SPOX: Viele Sportverbände in Deutschland haben auf ebendiese Reform der Sportförderung geschimpft. Gerade kleinere Sportarten büßen Fördermittel ein. Wie stehen sie zu der Kritik?

Rittner: Man kann es nicht allen recht machen und ich kann die Kritik größtenteils nachvollziehen. Aber wir waren jahrelang nicht dabei, obwohl wir eine olympische Sportart sind und zuletzt auch eine Medaille geholt haben. Wir haben unsere Leistung gebracht, darum ist es gerecht, dass wir in die Grundförderung reinrutschen.

SPOX: Wie schwer ist es grundsätzlich, junge Spieler für Tennis zu gewinnen, gerade in Konkurrenz mit anderen Sportarten?

Rittner: Es wird immer schwerer. Aber wir versuchen gerade in Sachen Breiten- und Schulsport, mehr Jugendliche für Tennis zu begeistern. Verglichen mit meiner Jugendzeit vor 25 Jahren hat sich das Schulsystem verändert. Die Kinder müssen wahnsinnig diszipliniert leben, haben meist bis nachmittags Unterricht, müssen danach trainieren, essen, schlafen und dann geht der Tag von vorne los.

SPOX: Wie könnte man den neuen Anforderungen gerecht werden?

Rittner: Der Fußball macht es perfekt vor: Da gibt es viele Internate, aber eben auch ganz andere finanzielle Mittel. Jede Sportart muss versuchen, so ein System aufzubauen. Für eine optimale Förderung müssen die Talente früh zweiphasig trainieren können, um in der Jugend nicht zu viel Zeit zu verlieren. Aber auch die Jugendlichen müssen lernen, eigenverantwortlich zu arbeiten. Es bringt niemandem etwas, wenn die Eltern und Trainer anschieben, die Kinder aber nicht mit Herzblut dabei sind. Je näher man dran ist, desto besser kann man feststellen, wie sehr sie für ihre Sportart brennen.

SPOX: Sie brennen seit Jahrzehnten für den Sport und arbeiten seit mittlerweile 13 Jahren als Teamchefin. Gibt es da ab und zu auch schon Gedanken an den Rücktritt?

Rittner: Mein Herz hängt am Tennis. Ich werde sicher im Tennisbereich bleiben und auch wenn nichts geplant ist, wird es immer wieder Veränderungen geben.

SPOX: Auch bei den Tennis-Rechten gab es zuletzt Veränderungen. Was bedeutet es in Ihren Augen, dass jetzt mit DAZN ein Streaming-Dienst die Rechte übernommen hat?

Rittner: Die ersten Gespräche stimmen mich absolut positiv und das ist sicherlich die Zukunft. Wenn DAZN fachliche Kompetenz beweist, könnte etwas Großes entstehen. Aber man muss sicher ein wenig Geduld haben. Grundsätzlich ist es positiv, dass man in den nächsten drei Jahren in Deutschland, Österreich und der Schweiz von allen Fed-Cup- und Davis-Cup-Partien Livebilder zu sehen bekommt. Es freut mich, dass auch der SWR an diesem Wochenende zeitweise mit an Bord ist.

* **Datenzeilen**:
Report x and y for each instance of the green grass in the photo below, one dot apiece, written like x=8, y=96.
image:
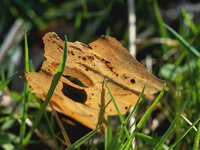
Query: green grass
x=84, y=21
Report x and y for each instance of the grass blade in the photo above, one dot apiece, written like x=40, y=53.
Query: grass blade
x=117, y=109
x=159, y=18
x=170, y=129
x=144, y=118
x=184, y=42
x=108, y=134
x=188, y=130
x=197, y=139
x=189, y=21
x=4, y=83
x=54, y=82
x=83, y=139
x=25, y=96
x=136, y=105
x=64, y=133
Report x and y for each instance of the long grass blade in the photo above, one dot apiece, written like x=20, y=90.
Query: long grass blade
x=197, y=139
x=54, y=82
x=144, y=119
x=83, y=139
x=25, y=96
x=184, y=42
x=117, y=109
x=66, y=137
x=170, y=129
x=159, y=18
x=188, y=130
x=4, y=83
x=136, y=105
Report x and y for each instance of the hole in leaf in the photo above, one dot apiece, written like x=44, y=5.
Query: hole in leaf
x=74, y=80
x=78, y=95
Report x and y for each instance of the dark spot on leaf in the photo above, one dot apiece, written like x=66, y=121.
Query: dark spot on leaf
x=90, y=57
x=61, y=47
x=132, y=80
x=77, y=95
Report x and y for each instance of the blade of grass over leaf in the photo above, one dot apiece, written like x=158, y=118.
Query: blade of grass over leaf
x=100, y=117
x=144, y=119
x=25, y=94
x=188, y=130
x=117, y=109
x=170, y=129
x=136, y=105
x=159, y=18
x=67, y=140
x=54, y=82
x=189, y=21
x=4, y=83
x=83, y=139
x=2, y=75
x=197, y=139
x=184, y=42
x=108, y=134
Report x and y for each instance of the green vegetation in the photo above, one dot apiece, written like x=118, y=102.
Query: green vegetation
x=169, y=35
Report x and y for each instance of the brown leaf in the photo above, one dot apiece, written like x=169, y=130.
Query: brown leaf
x=104, y=58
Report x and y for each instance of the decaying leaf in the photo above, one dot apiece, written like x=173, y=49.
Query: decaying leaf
x=104, y=58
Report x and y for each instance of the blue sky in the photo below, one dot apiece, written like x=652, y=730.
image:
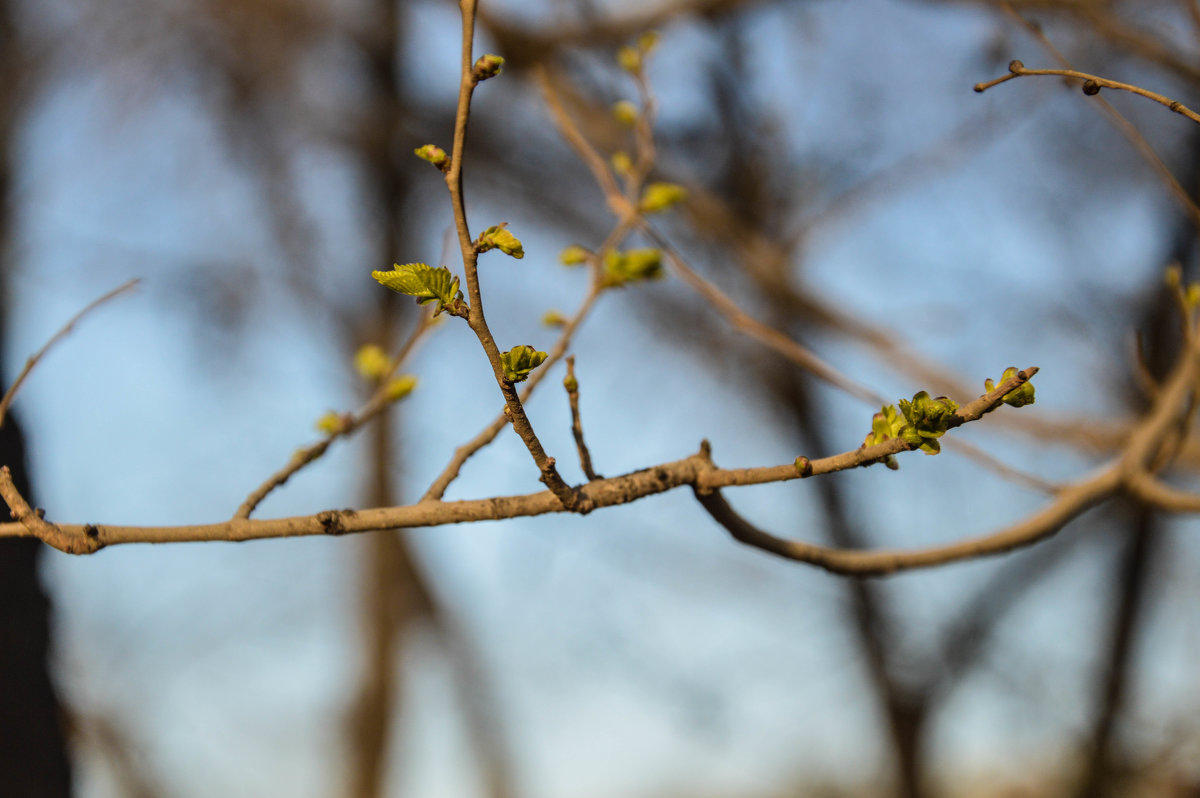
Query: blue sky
x=639, y=651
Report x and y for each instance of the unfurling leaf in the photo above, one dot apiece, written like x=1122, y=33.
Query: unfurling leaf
x=927, y=420
x=400, y=387
x=574, y=256
x=625, y=113
x=372, y=361
x=519, y=361
x=631, y=265
x=499, y=238
x=661, y=196
x=886, y=424
x=486, y=66
x=424, y=282
x=433, y=154
x=1019, y=396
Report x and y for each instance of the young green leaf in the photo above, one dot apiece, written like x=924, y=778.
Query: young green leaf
x=927, y=420
x=499, y=238
x=421, y=281
x=886, y=424
x=631, y=265
x=520, y=361
x=574, y=256
x=661, y=196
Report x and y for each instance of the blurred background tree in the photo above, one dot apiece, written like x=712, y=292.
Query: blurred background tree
x=252, y=161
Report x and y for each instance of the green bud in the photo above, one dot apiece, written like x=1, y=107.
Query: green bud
x=486, y=66
x=574, y=256
x=433, y=154
x=372, y=361
x=1019, y=396
x=499, y=238
x=520, y=361
x=660, y=196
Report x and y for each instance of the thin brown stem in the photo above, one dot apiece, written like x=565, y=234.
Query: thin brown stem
x=1127, y=129
x=696, y=471
x=1092, y=85
x=475, y=318
x=487, y=435
x=573, y=397
x=6, y=402
x=351, y=424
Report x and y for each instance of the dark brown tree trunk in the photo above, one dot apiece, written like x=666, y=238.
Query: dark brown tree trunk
x=33, y=750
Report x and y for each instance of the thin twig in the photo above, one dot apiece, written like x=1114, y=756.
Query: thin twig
x=349, y=424
x=622, y=205
x=1069, y=504
x=1092, y=85
x=487, y=435
x=573, y=397
x=475, y=318
x=81, y=540
x=6, y=402
x=1127, y=129
x=696, y=471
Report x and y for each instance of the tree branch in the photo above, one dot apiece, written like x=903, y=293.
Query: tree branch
x=696, y=471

* **Liste der Aufgaben**:
a. Nenne alle Länder, die im Textauszug über Tennis und Sportförderung erwähnt werden.
b. Bearbeite die Zeilen, beginnend bei der Zeile mit „Report x and y for each instance of the unfurling“ und endend bei der Zeile mit „x=33, y=750“, indem du „photo“ durch „image“ ersetzt. Gib nur diese Zeilen wieder.
Der Textauszug und die Zeilen haben inhaltlich nichts miteinander zu tun.

* **Ergebnisse je Aufgabe**:
a.
- Deutschland
- Österreich
- die Schweiz

b.
Report x and y for each instance of the unfurling leaf in the image above, one dot apiece, written like x=1122, y=33.
Query: unfurling leaf
x=927, y=420
x=400, y=387
x=574, y=256
x=625, y=113
x=372, y=361
x=519, y=361
x=631, y=265
x=499, y=238
x=661, y=196
x=886, y=424
x=486, y=66
x=424, y=282
x=433, y=154
x=1019, y=396
Report x and y for each instance of the young green leaf in the image above, one dot apiece, written like x=924, y=778.
Query: young green leaf
x=927, y=420
x=499, y=238
x=421, y=281
x=886, y=424
x=631, y=265
x=520, y=361
x=574, y=256
x=661, y=196
Report x and y for each instance of the blurred background tree in the image above, one dot apiece, written like x=712, y=292.
Query: blurred background tree
x=252, y=161
Report x and y for each instance of the green bud in the image above, one dot apiece, written like x=1, y=107.
Query: green bud
x=486, y=66
x=574, y=256
x=433, y=154
x=372, y=361
x=1019, y=396
x=499, y=238
x=520, y=361
x=660, y=196
Report x and y for each instance of the thin brown stem in the image above, one dot apiece, written like x=565, y=234.
Query: thin brown stem
x=1127, y=129
x=696, y=471
x=1092, y=85
x=475, y=318
x=487, y=435
x=573, y=397
x=6, y=402
x=351, y=424
Report x and y for each instance of the dark brown tree trunk in the image above, one dot apiece, written like x=666, y=238.
Query: dark brown tree trunk
x=33, y=750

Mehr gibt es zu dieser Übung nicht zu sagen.